**EXERCISE DESCRIPTION**
All the data should be printed again exactly as written.

Collected data
§ §
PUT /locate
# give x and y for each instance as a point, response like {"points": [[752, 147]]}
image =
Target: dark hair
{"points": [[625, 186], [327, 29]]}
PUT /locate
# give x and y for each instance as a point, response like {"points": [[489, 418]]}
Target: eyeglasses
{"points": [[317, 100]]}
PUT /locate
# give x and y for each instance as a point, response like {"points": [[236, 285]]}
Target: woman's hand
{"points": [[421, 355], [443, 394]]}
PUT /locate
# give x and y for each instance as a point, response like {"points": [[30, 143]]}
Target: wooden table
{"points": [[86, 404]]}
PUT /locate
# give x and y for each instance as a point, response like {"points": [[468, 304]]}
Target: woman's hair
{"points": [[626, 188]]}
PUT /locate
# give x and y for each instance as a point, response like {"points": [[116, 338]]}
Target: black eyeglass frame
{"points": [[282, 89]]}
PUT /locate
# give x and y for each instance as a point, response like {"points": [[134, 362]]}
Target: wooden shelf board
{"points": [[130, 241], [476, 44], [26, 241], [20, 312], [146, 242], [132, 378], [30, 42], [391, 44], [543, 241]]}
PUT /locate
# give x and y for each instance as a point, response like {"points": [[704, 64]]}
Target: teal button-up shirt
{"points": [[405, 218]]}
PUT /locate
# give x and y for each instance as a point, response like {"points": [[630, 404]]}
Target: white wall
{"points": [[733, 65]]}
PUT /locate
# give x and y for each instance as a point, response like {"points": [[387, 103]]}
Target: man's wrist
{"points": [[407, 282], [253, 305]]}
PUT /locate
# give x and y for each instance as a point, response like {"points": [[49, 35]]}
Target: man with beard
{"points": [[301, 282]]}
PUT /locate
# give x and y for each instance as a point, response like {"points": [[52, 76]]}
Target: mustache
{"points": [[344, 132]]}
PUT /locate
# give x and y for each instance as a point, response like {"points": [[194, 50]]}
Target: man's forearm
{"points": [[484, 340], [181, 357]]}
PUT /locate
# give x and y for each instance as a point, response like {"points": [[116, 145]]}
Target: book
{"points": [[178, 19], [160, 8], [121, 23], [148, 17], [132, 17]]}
§ §
**RESPONSE BOX**
PUT /locate
# give x and y for each instance as a point, response like {"points": [[752, 147]]}
image =
Target: dark hair
{"points": [[625, 186], [327, 29]]}
PUT /locate
# give x and y for each instance as a point, response like {"points": [[489, 418]]}
Target: eyeglasses
{"points": [[317, 100]]}
PUT /locate
# give x and y for each instance as a point, response like {"points": [[236, 285]]}
Target: woman's hand
{"points": [[421, 355], [443, 394]]}
PUT /locate
# give x and y for each instance as a point, response like {"points": [[30, 143]]}
Target: wooden table
{"points": [[86, 404]]}
PUT /locate
# give x and y for each instance as a point, response like {"points": [[468, 304]]}
Target: woman's hair
{"points": [[626, 188]]}
PUT /locate
# give x and y for each instance as a point, response like {"points": [[116, 338]]}
Target: black eyeglass frame
{"points": [[282, 89]]}
PUT /locate
# give x and y for each instance as a point, response like {"points": [[134, 362]]}
Target: wooden shelf board
{"points": [[130, 241], [476, 44], [26, 241], [20, 312], [146, 242], [132, 378], [30, 42], [391, 44], [543, 241]]}
PUT /locate
# give x and y for each instance as a point, response like {"points": [[704, 64]]}
Target: teal button-up shirt
{"points": [[405, 218]]}
PUT /locate
# give x and y for each instance as a point, response like {"points": [[630, 404]]}
Target: white wall
{"points": [[733, 65]]}
PUT /locate
# give x and y for each instance as a point, response like {"points": [[387, 103]]}
Target: man's wrist
{"points": [[407, 282], [253, 305]]}
PUT /locate
# give x and y for each instance as a point, response like {"points": [[49, 35]]}
Target: man with beard
{"points": [[301, 282]]}
PUT /locate
# give x and y for each instance as a point, response like {"points": [[52, 76]]}
Target: mustache
{"points": [[344, 132]]}
PUT /locate
# give x and y for each instance as a point, response like {"points": [[194, 50]]}
Target: man's forearm
{"points": [[484, 340], [181, 357]]}
PUT /locate
# give x and y for each instance as a point, response like {"points": [[116, 145]]}
Target: book
{"points": [[178, 19], [160, 8], [121, 23], [148, 17], [132, 17]]}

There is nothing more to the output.